• **Exercise aim**:
Your task is to return the span of lines beginning at the one with "green leaf in the photo above." and ending at the last line of the data, exactly as it stands.

━━━━━━

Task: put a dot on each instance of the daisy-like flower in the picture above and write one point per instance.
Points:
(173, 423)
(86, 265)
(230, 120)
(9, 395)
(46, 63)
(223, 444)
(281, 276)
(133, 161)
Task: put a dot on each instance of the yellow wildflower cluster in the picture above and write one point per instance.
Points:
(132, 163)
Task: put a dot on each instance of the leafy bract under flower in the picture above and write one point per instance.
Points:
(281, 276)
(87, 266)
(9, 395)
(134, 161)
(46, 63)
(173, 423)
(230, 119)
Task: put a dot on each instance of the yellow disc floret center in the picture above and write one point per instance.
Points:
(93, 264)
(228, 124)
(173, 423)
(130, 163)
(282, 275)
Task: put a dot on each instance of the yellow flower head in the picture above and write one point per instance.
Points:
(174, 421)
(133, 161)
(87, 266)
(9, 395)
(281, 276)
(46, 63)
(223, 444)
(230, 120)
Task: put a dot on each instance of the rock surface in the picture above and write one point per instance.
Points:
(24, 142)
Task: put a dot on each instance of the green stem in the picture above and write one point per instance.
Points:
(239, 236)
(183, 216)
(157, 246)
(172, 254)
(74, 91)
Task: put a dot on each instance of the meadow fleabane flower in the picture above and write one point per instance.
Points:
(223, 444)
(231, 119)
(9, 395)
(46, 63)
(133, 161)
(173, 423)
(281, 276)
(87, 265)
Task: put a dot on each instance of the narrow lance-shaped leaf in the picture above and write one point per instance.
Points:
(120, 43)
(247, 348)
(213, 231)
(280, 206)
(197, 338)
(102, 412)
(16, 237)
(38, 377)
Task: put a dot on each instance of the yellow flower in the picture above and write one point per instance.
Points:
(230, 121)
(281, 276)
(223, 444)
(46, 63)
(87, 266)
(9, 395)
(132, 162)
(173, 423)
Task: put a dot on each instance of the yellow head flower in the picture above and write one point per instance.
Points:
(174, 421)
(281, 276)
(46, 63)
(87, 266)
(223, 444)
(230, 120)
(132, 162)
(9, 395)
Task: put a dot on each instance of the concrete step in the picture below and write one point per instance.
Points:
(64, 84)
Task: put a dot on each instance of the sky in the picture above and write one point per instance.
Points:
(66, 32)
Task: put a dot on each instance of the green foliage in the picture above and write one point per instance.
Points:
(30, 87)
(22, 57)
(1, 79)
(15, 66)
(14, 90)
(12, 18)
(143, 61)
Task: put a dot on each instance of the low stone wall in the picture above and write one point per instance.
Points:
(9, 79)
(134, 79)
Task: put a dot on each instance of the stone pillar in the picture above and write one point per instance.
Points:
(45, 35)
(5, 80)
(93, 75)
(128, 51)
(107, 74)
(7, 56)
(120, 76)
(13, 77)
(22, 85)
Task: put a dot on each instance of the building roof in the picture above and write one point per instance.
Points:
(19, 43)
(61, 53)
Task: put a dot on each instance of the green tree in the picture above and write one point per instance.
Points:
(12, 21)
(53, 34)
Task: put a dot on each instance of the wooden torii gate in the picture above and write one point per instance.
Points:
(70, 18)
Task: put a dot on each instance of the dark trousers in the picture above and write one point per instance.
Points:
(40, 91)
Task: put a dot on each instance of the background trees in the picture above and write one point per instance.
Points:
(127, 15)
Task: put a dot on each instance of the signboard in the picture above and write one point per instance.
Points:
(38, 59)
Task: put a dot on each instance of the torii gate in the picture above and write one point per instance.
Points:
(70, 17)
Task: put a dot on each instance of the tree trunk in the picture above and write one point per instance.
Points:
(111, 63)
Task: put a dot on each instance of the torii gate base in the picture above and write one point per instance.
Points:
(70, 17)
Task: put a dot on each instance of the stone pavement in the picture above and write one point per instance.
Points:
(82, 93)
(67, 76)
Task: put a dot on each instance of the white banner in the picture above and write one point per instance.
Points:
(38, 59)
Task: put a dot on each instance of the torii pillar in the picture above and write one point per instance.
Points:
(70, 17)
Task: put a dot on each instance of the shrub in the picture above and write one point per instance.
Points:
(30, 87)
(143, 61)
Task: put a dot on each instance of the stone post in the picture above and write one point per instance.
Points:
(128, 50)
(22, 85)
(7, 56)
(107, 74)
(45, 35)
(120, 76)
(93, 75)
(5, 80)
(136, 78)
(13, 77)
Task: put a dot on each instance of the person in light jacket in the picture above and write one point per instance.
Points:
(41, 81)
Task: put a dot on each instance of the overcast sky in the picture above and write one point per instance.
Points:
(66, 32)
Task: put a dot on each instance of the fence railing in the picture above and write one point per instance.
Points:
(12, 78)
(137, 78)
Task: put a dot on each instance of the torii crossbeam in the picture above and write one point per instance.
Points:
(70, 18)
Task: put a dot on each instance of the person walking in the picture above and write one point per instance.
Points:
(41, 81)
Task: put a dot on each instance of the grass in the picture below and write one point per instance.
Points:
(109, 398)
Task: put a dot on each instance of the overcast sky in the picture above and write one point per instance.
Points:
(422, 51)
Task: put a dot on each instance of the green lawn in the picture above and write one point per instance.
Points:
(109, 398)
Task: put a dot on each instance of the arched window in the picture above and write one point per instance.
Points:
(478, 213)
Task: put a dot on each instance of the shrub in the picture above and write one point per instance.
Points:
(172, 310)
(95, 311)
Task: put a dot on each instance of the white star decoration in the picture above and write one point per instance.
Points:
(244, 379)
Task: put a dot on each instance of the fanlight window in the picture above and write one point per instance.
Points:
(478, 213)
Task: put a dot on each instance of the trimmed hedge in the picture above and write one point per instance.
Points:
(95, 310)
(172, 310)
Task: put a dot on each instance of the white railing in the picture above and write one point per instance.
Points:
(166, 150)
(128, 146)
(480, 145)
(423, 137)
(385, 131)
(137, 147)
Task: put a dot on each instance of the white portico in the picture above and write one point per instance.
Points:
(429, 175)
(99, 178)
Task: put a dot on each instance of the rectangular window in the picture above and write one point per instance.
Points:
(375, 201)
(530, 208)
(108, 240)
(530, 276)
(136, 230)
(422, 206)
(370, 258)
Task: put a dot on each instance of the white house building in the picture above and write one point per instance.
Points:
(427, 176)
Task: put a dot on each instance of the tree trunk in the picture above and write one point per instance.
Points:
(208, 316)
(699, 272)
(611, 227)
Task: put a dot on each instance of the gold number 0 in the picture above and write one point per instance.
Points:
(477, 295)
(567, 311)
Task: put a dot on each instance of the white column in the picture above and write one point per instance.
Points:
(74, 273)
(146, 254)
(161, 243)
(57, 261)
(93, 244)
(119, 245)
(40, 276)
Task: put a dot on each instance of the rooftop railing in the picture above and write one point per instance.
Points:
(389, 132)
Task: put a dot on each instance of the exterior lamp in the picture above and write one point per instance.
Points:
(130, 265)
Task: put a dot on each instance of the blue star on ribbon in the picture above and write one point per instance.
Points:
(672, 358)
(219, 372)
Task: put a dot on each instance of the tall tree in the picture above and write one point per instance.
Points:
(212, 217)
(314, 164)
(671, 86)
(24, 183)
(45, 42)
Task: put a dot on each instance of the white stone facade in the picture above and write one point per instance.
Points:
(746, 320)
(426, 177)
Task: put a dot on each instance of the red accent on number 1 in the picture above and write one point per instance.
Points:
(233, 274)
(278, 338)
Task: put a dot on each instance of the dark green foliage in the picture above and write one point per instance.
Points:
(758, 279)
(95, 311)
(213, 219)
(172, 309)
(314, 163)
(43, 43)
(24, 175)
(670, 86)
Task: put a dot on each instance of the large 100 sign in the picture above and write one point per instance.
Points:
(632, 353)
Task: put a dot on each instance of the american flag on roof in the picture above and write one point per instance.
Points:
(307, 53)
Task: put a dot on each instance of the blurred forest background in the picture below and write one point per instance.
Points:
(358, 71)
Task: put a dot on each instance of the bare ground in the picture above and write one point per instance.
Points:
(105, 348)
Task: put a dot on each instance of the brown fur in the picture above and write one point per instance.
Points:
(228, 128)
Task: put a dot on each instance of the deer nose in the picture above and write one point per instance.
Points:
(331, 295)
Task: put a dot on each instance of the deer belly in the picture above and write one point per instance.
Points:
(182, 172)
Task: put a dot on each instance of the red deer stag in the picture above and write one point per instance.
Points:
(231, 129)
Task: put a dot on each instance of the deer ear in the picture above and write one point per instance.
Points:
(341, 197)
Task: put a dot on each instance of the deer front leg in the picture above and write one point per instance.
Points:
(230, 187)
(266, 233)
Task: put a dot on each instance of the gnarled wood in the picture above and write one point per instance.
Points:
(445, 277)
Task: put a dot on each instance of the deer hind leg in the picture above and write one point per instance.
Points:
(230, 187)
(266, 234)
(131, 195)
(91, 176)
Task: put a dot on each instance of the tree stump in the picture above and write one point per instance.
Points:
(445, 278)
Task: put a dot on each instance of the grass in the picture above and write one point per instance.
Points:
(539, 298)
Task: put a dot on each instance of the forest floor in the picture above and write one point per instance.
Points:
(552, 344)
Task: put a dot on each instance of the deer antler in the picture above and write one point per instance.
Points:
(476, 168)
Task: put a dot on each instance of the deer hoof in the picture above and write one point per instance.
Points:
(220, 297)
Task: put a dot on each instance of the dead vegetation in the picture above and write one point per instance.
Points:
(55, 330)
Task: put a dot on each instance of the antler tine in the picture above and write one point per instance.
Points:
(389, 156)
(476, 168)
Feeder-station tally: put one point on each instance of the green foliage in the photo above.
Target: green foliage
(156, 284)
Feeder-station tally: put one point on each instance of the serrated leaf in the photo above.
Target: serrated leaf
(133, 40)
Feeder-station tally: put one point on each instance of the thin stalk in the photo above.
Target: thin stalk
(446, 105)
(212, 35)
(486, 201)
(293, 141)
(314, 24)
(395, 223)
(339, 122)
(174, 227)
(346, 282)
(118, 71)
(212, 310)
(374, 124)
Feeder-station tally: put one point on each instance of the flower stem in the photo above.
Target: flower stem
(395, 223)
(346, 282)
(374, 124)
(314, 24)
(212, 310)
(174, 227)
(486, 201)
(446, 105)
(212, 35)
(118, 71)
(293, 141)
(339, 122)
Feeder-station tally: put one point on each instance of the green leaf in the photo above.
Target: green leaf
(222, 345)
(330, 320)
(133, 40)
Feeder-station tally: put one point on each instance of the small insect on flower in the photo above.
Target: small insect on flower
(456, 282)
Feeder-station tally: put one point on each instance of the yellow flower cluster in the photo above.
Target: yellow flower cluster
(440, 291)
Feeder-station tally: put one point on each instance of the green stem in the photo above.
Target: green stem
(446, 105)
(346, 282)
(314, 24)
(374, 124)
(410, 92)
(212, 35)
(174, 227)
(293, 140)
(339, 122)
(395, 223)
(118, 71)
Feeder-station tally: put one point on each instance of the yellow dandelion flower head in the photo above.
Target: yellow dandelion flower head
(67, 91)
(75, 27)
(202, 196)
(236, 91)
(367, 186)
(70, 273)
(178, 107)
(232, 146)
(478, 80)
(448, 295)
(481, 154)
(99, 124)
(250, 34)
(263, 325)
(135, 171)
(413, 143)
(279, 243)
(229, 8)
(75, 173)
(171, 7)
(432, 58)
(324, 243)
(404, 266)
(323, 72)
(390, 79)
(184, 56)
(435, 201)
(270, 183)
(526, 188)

━━━━━━

• **Finished answer**:
Feeder-station tally: put one point on each instance of the green leaf in the photo above.
Target: green leaf
(222, 345)
(330, 320)
(133, 40)
Feeder-station tally: put one point on each instance of the small insect on flower in the photo above.
Target: small insect on flower
(456, 282)
Feeder-station tally: put one point on each instance of the yellow flower cluster in the photo above.
Target: yellow flower cluster
(440, 291)
Feeder-station tally: put one point on each instance of the green stem in the photo above.
Target: green stem
(446, 105)
(346, 282)
(314, 24)
(374, 124)
(410, 92)
(212, 35)
(174, 227)
(293, 140)
(339, 122)
(395, 223)
(118, 71)
Feeder-station tally: put one point on each instance of the yellow dandelion flower head in the photo above.
Target: yellow dandelion flower head
(67, 91)
(75, 27)
(202, 196)
(236, 91)
(367, 186)
(70, 273)
(178, 107)
(232, 146)
(478, 80)
(448, 295)
(481, 154)
(99, 124)
(250, 34)
(263, 325)
(135, 171)
(413, 143)
(279, 243)
(229, 8)
(75, 173)
(171, 7)
(432, 58)
(324, 243)
(404, 266)
(323, 72)
(390, 79)
(184, 56)
(435, 201)
(270, 183)
(526, 188)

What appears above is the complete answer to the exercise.